→ **DATA TO PROCESS**
----
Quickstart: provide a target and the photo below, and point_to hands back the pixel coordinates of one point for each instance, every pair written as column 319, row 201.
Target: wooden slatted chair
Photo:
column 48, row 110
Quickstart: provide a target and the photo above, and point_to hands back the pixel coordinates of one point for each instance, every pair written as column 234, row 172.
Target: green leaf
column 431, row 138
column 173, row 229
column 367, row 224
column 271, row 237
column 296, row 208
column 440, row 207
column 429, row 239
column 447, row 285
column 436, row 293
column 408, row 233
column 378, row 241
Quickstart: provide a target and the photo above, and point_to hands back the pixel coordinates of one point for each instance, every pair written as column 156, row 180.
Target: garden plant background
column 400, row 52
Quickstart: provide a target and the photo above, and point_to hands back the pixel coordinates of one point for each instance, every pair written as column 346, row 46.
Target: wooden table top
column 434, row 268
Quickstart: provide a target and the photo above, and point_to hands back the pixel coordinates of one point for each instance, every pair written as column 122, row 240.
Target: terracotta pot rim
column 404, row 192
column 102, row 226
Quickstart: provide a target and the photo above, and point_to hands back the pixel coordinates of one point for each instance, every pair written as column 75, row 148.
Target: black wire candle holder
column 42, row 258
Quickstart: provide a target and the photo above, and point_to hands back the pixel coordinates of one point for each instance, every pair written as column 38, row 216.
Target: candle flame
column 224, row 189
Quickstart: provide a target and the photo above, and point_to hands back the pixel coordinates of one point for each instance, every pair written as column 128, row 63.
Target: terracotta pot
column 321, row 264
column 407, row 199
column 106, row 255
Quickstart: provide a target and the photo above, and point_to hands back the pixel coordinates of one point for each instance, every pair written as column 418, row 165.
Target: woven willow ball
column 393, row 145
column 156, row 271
----
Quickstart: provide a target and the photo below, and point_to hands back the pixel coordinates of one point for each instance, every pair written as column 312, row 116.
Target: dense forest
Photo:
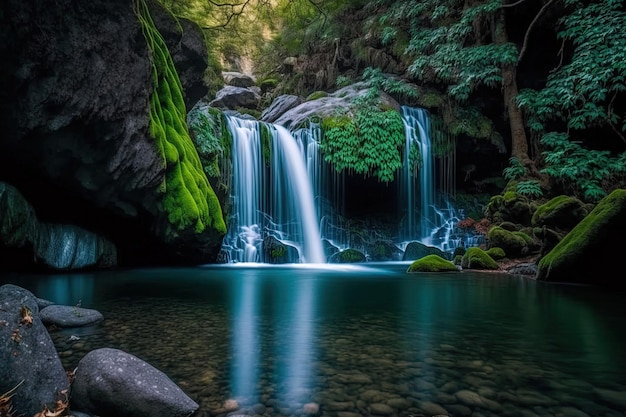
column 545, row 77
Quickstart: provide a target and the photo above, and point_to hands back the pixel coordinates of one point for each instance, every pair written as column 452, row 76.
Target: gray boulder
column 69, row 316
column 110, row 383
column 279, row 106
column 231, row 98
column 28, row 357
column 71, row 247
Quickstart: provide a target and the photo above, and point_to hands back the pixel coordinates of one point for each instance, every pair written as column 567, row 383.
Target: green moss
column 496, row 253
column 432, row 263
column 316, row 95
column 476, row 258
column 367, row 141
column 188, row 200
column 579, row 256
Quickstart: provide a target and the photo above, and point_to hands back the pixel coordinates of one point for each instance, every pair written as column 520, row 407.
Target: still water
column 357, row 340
----
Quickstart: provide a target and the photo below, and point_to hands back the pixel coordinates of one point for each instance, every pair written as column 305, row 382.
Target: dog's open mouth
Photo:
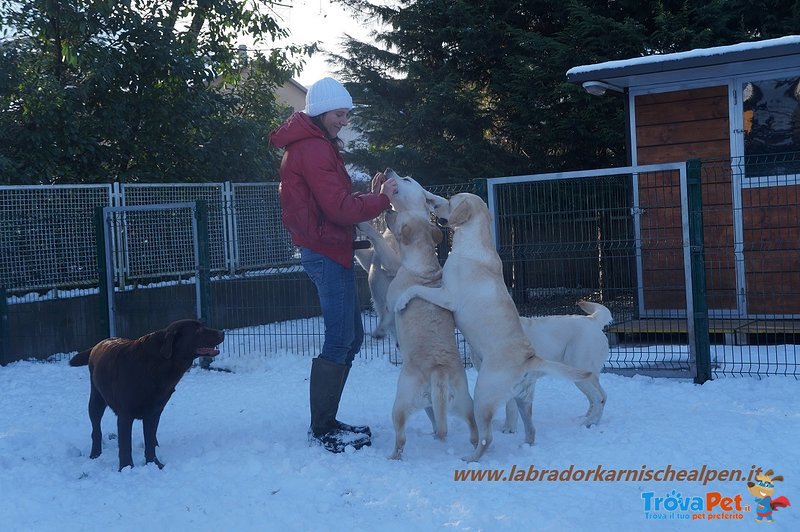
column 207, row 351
----
→ **TASK**
Reproduce the material word for word, starting with the line that contains "418, row 165." and going on through the line that contains "column 156, row 271", with both of those lines included.

→ **FINISHED TASK**
Quickstart: provide a target and the photo above, and point_to hands back the pixel coordinates of one point for each instance, every pair written as column 418, row 165.
Target: woven willow ball
column 393, row 145
column 156, row 271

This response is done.